Copy out, unchanged, the stretch of lines from the first line through the line that contains "118L418 107L427 85L419", including both of those lines.

(Shape boundary entries)
____

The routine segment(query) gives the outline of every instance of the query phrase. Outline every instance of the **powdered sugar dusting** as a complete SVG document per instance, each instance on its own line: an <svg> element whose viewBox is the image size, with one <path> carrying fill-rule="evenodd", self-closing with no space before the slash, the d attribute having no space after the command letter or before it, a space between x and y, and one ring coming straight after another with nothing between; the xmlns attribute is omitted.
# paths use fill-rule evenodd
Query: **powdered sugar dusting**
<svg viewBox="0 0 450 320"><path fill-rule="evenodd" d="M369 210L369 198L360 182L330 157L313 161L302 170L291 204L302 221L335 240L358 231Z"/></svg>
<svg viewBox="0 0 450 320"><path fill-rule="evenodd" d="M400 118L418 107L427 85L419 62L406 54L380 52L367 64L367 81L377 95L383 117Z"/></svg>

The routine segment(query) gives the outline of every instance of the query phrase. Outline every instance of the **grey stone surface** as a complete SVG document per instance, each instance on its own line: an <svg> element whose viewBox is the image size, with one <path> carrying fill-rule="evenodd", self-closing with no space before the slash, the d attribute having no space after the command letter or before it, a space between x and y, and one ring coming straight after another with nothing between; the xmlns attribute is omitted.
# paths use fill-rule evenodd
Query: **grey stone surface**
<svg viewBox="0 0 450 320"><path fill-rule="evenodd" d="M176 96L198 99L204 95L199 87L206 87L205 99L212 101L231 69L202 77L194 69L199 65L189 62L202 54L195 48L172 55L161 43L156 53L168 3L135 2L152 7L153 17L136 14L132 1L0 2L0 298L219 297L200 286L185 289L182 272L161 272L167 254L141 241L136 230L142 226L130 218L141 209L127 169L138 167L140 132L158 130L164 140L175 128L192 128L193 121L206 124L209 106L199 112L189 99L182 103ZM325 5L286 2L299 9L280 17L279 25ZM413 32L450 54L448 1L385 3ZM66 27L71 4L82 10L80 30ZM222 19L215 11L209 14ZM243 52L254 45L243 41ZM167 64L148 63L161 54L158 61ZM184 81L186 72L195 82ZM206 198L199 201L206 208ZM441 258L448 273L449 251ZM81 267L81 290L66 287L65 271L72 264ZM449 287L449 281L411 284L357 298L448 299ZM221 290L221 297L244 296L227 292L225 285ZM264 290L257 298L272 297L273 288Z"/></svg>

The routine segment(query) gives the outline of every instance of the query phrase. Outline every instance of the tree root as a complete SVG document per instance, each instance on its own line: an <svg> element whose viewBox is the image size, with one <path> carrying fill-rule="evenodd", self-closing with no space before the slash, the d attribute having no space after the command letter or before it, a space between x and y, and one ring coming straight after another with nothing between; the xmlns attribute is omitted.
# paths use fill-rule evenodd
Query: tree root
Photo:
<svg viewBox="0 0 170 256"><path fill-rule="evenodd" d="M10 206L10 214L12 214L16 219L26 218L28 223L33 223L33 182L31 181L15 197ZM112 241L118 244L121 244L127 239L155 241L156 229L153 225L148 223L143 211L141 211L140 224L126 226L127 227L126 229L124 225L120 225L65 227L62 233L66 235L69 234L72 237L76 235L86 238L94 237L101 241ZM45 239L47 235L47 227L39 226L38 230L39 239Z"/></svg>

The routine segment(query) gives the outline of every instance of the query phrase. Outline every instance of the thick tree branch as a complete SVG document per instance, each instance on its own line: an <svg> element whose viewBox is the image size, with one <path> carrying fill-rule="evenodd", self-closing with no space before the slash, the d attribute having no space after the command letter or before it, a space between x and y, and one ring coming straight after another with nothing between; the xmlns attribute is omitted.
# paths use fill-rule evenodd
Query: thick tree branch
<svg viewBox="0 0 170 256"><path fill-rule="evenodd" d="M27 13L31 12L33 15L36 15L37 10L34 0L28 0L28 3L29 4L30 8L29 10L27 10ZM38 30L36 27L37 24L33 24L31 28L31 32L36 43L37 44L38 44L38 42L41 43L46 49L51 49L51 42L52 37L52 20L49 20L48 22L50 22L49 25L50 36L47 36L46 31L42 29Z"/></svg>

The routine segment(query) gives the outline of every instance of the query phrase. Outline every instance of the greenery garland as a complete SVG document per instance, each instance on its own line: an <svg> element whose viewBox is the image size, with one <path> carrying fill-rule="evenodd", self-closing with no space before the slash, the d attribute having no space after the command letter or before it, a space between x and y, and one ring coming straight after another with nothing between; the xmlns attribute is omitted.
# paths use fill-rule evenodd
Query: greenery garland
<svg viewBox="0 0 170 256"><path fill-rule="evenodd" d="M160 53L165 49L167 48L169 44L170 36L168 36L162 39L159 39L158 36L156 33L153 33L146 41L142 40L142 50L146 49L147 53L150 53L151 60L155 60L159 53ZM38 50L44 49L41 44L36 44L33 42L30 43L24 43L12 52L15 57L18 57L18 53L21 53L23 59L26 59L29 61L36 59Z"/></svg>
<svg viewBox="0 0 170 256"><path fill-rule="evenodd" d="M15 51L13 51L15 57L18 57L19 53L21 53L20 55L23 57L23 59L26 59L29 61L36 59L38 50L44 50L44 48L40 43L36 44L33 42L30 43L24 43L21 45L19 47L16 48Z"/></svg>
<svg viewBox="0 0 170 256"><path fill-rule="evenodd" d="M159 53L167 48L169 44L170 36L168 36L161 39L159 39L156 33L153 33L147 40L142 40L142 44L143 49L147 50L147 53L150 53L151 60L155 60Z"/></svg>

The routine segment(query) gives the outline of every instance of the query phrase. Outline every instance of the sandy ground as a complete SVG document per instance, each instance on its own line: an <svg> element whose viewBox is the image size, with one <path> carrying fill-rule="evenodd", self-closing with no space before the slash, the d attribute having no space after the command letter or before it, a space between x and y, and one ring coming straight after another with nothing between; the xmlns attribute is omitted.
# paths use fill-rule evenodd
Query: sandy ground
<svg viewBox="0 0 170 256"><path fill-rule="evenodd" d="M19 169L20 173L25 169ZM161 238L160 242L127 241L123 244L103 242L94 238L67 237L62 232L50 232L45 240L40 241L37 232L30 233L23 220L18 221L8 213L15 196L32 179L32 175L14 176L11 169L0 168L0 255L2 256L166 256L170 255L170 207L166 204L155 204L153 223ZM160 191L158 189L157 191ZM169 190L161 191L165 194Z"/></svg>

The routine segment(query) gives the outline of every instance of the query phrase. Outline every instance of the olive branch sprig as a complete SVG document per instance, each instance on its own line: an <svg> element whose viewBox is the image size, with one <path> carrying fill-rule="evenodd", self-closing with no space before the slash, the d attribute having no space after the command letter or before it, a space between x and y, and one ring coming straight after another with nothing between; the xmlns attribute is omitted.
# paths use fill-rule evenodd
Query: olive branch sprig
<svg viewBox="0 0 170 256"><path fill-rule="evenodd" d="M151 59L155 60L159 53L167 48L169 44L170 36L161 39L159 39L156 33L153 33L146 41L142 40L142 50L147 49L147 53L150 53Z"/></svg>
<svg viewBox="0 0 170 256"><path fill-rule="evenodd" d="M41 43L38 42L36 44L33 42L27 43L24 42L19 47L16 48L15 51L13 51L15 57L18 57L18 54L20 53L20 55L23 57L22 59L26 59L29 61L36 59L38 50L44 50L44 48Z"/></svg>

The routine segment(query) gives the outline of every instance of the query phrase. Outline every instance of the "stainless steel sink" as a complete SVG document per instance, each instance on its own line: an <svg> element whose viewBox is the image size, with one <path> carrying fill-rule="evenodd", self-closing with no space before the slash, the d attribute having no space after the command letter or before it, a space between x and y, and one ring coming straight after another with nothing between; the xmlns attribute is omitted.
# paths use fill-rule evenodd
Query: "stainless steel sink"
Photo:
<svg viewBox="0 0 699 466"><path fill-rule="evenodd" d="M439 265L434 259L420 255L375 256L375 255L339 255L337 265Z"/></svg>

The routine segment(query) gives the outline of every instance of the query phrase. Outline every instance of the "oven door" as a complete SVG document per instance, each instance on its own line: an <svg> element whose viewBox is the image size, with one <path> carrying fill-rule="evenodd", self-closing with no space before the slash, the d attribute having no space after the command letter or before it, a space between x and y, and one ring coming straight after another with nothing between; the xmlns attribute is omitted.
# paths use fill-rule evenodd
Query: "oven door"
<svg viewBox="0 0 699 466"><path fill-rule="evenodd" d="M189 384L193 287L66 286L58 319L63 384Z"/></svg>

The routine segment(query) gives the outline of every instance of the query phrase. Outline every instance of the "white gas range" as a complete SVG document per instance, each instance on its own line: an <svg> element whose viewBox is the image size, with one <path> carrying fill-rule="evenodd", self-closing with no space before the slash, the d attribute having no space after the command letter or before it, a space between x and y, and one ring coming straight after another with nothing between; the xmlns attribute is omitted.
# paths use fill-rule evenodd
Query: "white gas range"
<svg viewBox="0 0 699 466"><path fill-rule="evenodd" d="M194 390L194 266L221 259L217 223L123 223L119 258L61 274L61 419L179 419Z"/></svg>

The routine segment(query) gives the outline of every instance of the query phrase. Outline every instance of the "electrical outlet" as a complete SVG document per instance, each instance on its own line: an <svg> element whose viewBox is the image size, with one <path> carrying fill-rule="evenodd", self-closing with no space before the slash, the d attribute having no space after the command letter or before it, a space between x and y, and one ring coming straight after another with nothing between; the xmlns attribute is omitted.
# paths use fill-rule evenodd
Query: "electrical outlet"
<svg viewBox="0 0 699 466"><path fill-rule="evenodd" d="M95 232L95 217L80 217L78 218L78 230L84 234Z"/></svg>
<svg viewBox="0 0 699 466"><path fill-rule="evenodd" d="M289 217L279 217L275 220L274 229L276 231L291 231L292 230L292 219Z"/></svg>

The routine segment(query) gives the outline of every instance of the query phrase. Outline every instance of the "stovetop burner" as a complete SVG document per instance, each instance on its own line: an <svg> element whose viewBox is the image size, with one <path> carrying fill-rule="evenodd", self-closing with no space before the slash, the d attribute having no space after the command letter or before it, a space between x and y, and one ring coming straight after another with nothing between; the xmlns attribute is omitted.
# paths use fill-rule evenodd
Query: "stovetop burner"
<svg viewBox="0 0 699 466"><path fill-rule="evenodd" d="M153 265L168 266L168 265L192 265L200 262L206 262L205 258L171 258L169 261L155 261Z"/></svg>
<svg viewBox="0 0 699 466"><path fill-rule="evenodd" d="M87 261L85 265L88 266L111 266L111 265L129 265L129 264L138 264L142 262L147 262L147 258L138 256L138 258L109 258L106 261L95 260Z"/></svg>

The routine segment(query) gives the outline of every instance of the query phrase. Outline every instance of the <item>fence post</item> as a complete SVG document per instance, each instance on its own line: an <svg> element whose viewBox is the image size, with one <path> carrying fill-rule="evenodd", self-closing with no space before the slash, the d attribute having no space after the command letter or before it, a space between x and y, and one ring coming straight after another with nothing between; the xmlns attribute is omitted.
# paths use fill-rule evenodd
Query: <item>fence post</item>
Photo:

____

- [EXERCISE SOLUTION]
The routine segment(query) gives the outline of every instance of the query phrase. Outline every instance of the **powdered sugar dusting** as a complete SVG document per instance, each instance on its own line: an <svg> element whose viewBox is the image size, with one <path> carrying fill-rule="evenodd", self-closing with no space before the slash, the d attribute having no space after the command letter or before it, a space between x and y, and one ring coming straight after another with nothing between; the xmlns attribute is omitted.
# paths use fill-rule evenodd
Query: **powdered sugar dusting**
<svg viewBox="0 0 450 320"><path fill-rule="evenodd" d="M369 210L369 198L360 182L330 157L313 161L302 170L291 204L302 221L335 240L358 231Z"/></svg>
<svg viewBox="0 0 450 320"><path fill-rule="evenodd" d="M400 118L418 107L427 85L419 62L406 54L380 52L367 64L367 81L377 95L383 117Z"/></svg>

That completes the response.